- [GIVEN REQUEST 1] Reproduce the e-bike locking passage word for word.
══ PROVIDED PASSAGE
Bike theft is a concern for any cyclist but when you add an expensive battery, sensitive display panel and a bunch of high-tech accessories like lights, a seat post suspension and phone mounts to the mix, the stakes get even higher. The first step is really understanding how to to lock the frame, wheels and saddle properly. To help demonstrate this I created a three minute video using some of my favorite accessories: a $25 Blackburn U-Lock with two-point junction and rubberized bars, a $13 thick front wheel cable and a $7 thinner saddle leash.


While these locking accessories aren’t guaranteed to stop a thief, they should present a challenge and add time and difficulty to the process of theft and put you above the norm. You can get even fancier by upgrading the locks and cables to include sirens and mobile phone push notifications. There are even locks being designed now that emit a bad smell when someone tries to cut them. I tend to shy away from products that could damage other peoples’ property or put me in a position of liability if the would-be thief gets injured. My preference is for locks that are lighter weight or easier to transport like the new folding locks which can mount to bottle cage bosses and adjust to different scenarios more easily than going for the biggest, heaviest, most ultimate chains and padlocks… but I can see why some people choose that. One compromise approach with folding locks is to get two that are keyed alike so that you can more securely lock your wheels and frame (they’re tougher than cables) and again, raise the time it takes to successfully steal your electric bicycle.
════
══ GIVEN DATA
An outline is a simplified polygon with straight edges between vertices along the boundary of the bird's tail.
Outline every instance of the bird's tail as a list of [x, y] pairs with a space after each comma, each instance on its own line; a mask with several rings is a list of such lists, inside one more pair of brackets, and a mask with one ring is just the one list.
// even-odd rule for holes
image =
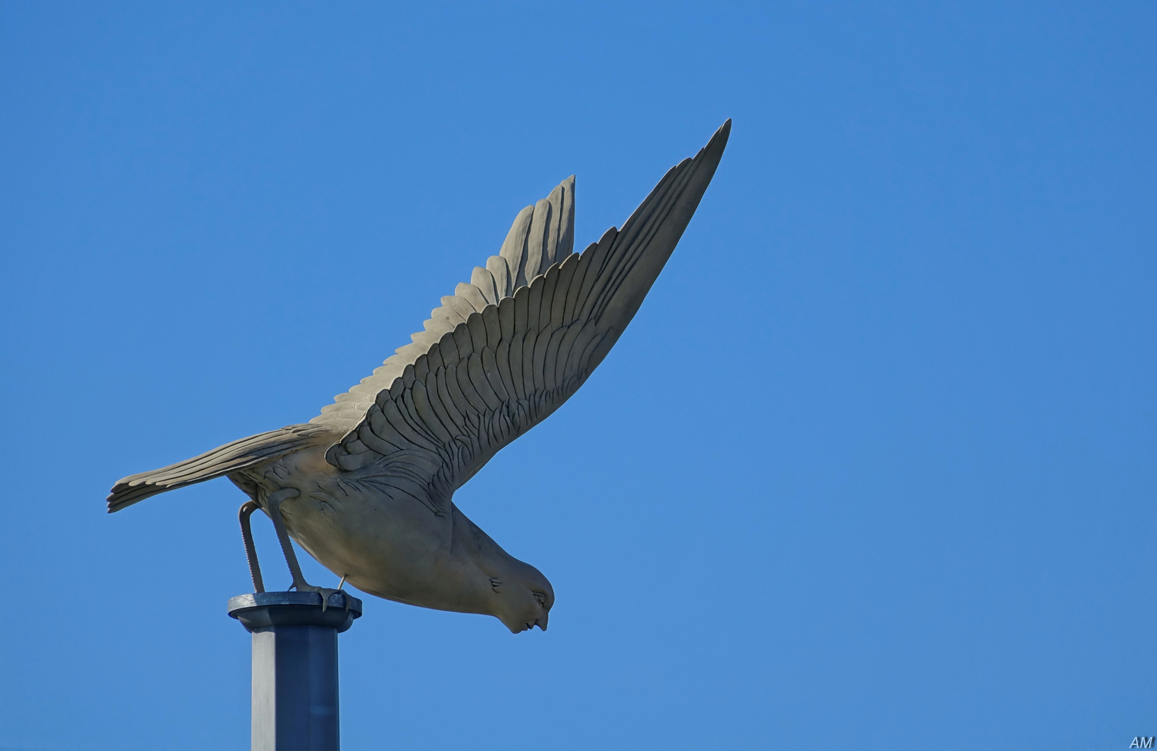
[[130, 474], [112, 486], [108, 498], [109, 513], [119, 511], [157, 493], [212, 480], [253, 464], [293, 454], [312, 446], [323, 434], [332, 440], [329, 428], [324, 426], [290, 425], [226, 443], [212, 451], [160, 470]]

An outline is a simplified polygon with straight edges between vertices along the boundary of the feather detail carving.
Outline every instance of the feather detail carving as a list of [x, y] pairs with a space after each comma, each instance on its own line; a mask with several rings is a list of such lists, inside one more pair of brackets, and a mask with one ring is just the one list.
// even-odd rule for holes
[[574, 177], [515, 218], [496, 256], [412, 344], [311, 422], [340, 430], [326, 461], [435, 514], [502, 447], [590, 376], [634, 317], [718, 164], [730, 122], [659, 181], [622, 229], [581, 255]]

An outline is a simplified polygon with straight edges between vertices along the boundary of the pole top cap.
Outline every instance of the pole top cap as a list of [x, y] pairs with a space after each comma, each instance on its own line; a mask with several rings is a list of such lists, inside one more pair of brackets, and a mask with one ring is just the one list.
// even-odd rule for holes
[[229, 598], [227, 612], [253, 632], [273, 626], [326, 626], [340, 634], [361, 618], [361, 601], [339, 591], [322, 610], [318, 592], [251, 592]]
════
- [GIVEN REQUEST 2] Revise the records from the line containing "pole top cap." down through the end of the records, replacing "pole top cap" with "pole finial cap" and leaving everything else unchanged.

- [TASK RESULT 1]
Bike theft is a concern for any cyclist but when you add an expensive battery, sensitive display panel and a bunch of high-tech accessories like lights, a seat post suspension and phone mounts to the mix, the stakes get even higher. The first step is really understanding how to to lock the frame, wheels and saddle properly. To help demonstrate this I created a three minute video using some of my favorite accessories: a $25 Blackburn U-Lock with two-point junction and rubberized bars, a $13 thick front wheel cable and a $7 thinner saddle leash.


While these locking accessories aren’t guaranteed to stop a thief, they should present a challenge and add time and difficulty to the process of theft and put you above the norm. You can get even fancier by upgrading the locks and cables to include sirens and mobile phone push notifications. There are even locks being designed now that emit a bad smell when someone tries to cut them. I tend to shy away from products that could damage other peoples’ property or put me in a position of liability if the would-be thief gets injured. My preference is for locks that are lighter weight or easier to transport like the new folding locks which can mount to bottle cage bosses and adjust to different scenarios more easily than going for the biggest, heaviest, most ultimate chains and padlocks… but I can see why some people choose that. One compromise approach with folding locks is to get two that are keyed alike so that you can more securely lock your wheels and frame (they’re tougher than cables) and again, raise the time it takes to successfully steal your electric bicycle.

- [TASK RESULT 2]
An outline is a simplified polygon with straight edges between vertices along the boundary of the pole finial cap.
Outline every instance of the pole finial cap as a list of [x, y] pairs with a space after each comma, each instance on its own line; a mask with several rings is a list of such lists, inside one more pair of brackets, and a mask with one ring is just the one list.
// even-odd rule for holes
[[229, 598], [227, 612], [253, 632], [273, 626], [326, 626], [340, 634], [361, 618], [361, 601], [339, 591], [322, 610], [318, 592], [251, 592]]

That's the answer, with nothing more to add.